Records from a data source
• • • • • • •

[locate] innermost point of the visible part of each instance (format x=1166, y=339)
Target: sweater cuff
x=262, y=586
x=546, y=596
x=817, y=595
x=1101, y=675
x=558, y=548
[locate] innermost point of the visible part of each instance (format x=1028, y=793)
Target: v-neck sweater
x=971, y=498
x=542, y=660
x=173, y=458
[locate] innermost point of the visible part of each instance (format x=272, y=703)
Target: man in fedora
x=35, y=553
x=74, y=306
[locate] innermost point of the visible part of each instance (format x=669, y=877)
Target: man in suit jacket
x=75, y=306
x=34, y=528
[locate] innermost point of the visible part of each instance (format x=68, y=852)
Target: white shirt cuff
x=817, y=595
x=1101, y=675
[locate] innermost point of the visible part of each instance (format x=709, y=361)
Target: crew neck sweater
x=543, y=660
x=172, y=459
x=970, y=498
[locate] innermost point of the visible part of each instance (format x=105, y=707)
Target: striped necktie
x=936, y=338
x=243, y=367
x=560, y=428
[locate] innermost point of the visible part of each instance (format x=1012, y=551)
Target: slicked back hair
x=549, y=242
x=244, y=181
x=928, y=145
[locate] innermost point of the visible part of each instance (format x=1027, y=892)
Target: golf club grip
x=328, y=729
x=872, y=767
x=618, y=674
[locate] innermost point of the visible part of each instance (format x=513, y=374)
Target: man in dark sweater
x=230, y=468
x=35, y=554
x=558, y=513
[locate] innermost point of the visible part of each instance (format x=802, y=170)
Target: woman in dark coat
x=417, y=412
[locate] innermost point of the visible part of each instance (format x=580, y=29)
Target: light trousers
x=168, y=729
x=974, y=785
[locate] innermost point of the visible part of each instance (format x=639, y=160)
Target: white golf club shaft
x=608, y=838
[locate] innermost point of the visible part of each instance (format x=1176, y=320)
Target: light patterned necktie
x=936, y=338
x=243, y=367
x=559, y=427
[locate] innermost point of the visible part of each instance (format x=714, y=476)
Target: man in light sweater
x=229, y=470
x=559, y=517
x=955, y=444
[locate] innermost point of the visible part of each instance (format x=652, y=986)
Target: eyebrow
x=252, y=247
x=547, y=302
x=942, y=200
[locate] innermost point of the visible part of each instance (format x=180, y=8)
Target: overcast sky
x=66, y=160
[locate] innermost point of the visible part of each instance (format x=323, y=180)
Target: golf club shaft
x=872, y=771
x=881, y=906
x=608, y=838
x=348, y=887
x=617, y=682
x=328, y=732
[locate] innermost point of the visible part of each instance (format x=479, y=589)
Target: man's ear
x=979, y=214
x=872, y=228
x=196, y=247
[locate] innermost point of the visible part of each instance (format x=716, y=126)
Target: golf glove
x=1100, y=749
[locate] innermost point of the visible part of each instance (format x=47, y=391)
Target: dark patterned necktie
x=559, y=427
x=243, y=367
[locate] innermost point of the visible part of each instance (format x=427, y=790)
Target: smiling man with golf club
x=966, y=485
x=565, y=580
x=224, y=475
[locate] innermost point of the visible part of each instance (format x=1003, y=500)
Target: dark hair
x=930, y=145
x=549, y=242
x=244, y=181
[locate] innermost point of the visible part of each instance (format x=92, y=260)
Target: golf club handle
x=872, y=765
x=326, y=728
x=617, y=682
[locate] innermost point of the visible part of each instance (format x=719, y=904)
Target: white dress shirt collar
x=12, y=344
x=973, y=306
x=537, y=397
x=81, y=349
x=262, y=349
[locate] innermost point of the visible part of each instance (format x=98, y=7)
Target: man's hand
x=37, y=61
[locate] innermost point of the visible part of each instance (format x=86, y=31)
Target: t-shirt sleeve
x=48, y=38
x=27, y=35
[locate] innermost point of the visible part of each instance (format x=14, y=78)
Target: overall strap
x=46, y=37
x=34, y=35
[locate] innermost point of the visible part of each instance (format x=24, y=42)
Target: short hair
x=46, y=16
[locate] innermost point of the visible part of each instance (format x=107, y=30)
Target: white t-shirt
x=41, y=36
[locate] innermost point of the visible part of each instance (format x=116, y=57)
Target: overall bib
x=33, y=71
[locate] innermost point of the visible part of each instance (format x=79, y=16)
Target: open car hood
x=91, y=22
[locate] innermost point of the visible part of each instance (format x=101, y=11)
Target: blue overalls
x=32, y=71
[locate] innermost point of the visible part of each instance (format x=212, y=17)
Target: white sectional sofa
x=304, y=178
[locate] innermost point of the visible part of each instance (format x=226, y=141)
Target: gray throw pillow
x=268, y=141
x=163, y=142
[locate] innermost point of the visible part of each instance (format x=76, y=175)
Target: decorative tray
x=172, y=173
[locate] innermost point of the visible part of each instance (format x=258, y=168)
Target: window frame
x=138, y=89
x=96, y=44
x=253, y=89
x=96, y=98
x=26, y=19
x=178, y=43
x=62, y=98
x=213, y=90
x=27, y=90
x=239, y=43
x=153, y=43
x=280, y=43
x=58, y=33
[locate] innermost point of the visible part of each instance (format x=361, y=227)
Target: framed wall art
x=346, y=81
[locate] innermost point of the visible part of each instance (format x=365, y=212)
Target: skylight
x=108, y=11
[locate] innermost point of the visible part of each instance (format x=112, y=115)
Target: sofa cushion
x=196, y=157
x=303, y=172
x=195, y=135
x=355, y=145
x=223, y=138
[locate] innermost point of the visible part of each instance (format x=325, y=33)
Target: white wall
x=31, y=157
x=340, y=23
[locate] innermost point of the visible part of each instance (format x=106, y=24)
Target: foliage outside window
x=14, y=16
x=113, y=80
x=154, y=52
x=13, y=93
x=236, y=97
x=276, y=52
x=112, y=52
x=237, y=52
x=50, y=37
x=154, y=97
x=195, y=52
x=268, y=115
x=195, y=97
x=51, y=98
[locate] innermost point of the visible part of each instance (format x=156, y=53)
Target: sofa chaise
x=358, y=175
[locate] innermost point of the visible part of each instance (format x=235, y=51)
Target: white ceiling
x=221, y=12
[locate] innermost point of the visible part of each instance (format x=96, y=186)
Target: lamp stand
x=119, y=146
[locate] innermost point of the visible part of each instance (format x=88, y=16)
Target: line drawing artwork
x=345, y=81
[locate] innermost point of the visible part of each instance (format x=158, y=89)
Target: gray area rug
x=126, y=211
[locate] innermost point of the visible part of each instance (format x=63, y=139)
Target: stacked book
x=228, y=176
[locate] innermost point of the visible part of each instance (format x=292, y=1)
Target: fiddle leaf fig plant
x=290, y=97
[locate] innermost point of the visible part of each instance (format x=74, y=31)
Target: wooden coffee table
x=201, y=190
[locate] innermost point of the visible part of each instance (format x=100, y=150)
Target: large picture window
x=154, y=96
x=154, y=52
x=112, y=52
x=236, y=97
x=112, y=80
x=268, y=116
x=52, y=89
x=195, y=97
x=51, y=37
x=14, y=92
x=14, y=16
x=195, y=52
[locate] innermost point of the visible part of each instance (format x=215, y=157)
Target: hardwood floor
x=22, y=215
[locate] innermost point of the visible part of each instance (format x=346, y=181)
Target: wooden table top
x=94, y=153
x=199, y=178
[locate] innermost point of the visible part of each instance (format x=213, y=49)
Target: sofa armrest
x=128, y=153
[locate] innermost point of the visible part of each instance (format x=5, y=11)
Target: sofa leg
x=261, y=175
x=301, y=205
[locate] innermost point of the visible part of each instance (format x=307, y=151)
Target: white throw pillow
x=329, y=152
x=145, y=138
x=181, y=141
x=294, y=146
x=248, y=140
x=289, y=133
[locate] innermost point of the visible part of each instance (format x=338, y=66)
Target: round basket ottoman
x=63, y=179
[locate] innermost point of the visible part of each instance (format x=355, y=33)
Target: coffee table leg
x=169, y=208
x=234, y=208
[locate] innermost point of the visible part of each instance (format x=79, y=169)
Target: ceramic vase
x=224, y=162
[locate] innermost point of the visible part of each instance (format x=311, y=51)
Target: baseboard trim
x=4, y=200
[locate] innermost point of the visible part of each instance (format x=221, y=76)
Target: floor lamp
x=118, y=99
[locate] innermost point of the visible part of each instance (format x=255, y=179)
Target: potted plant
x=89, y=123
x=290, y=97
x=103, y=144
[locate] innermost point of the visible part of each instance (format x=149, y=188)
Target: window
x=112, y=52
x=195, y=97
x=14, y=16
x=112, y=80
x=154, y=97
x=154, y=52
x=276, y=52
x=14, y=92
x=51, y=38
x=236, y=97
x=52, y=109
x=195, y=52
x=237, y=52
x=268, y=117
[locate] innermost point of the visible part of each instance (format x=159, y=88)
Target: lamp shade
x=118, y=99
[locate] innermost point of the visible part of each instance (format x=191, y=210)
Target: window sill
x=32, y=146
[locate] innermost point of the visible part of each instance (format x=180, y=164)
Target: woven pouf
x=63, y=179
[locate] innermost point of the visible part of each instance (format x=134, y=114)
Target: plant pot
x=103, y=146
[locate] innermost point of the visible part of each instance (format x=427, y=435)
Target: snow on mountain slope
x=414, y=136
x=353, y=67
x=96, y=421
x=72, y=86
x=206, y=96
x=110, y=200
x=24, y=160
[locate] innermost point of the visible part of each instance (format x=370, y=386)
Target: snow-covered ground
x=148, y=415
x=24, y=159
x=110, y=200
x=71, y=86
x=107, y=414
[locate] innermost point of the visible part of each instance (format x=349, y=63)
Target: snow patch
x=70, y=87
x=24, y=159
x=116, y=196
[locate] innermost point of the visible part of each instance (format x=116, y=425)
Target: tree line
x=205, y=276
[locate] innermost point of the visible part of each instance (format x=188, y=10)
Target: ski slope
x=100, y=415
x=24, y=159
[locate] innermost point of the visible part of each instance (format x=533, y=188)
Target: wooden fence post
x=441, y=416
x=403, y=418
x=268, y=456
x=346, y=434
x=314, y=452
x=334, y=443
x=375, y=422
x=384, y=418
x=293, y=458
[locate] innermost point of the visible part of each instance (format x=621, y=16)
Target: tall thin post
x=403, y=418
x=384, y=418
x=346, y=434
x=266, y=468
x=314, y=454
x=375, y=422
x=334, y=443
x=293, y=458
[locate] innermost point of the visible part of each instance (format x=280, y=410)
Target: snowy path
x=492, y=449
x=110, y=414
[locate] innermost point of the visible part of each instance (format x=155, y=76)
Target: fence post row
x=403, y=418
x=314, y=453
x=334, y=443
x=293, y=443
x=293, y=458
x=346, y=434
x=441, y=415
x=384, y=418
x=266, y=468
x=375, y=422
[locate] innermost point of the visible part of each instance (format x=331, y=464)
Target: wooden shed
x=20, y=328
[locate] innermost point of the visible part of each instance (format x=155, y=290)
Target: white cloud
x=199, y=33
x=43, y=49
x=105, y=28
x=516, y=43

• • • • • • •

(Goal) Pull out every line from the one with "(format x=427, y=435)" to the end of the listing, and output only those.

(Finished exercise)
[locate] innermost point of the visible part of each instance (format x=427, y=435)
Target: snow on mountain slope
x=414, y=136
x=353, y=67
x=96, y=421
x=72, y=86
x=206, y=96
x=110, y=200
x=24, y=160
[locate] innermost point of the visible part of each instance (format x=370, y=386)
Target: snow-covered ground
x=148, y=415
x=24, y=159
x=110, y=200
x=71, y=86
x=107, y=414
[locate] innermost point of the visible part of each instance (format x=349, y=63)
Target: snow patch
x=70, y=87
x=24, y=159
x=116, y=196
[locate] innermost point of the visible part of each instance (format x=116, y=425)
Target: tree line
x=205, y=276
[locate] innermost point of the visible part of each instance (format x=188, y=10)
Target: ski slope
x=100, y=415
x=24, y=159
[locate] innermost point of the visible part of each instance (format x=533, y=188)
Target: wooden fence post
x=441, y=416
x=403, y=418
x=268, y=456
x=346, y=434
x=314, y=452
x=334, y=443
x=375, y=422
x=384, y=418
x=293, y=458
[locate] innermost point of the visible part of each instance (format x=621, y=16)
Target: tall thin post
x=403, y=418
x=384, y=418
x=346, y=434
x=266, y=468
x=314, y=454
x=375, y=422
x=334, y=443
x=293, y=458
[locate] innermost point of the visible part of each instance (format x=280, y=410)
Target: snowy path
x=492, y=449
x=110, y=414
[locate] innermost point of the visible part of each instance (format x=155, y=76)
Target: fence post row
x=403, y=418
x=314, y=453
x=334, y=443
x=293, y=443
x=293, y=458
x=346, y=434
x=441, y=415
x=384, y=418
x=266, y=468
x=375, y=422
[locate] innermost point of the visible part of each instance (format x=331, y=464)
Target: wooden shed
x=20, y=328
[locate] innermost point of the visible part of each instance (format x=155, y=290)
Target: white cloud
x=199, y=33
x=43, y=49
x=105, y=28
x=516, y=43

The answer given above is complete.